What the exercise asks
What is needed is a faithful transcription of all the data below, pictures excluded.

═════ Input material

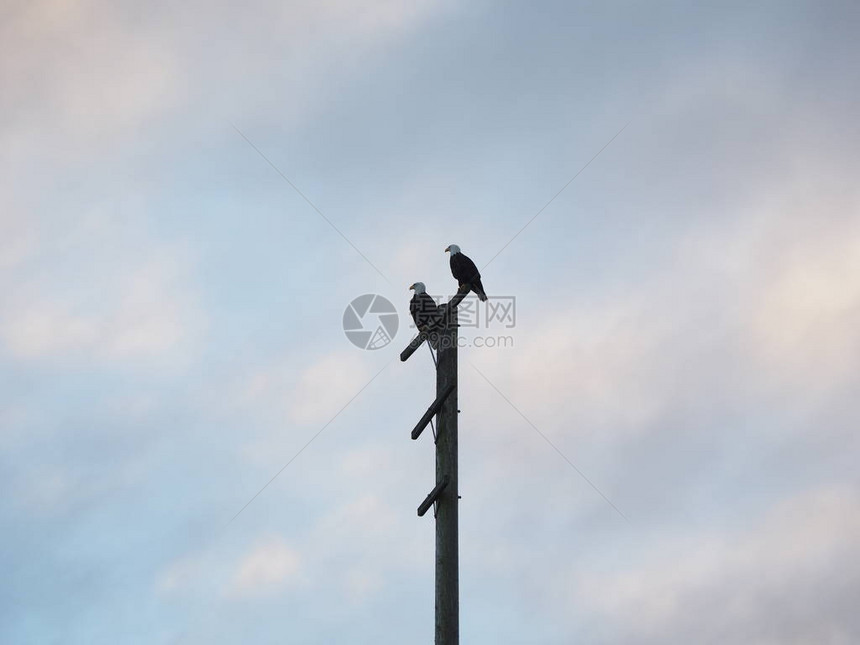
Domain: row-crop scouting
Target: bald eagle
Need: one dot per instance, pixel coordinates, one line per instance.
(465, 271)
(423, 308)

══════════

Result for this task
Domain: row-crop scouting
Target: bald eagle
Need: one dot per instance, pixel coordinates, one line per instance.
(465, 271)
(423, 308)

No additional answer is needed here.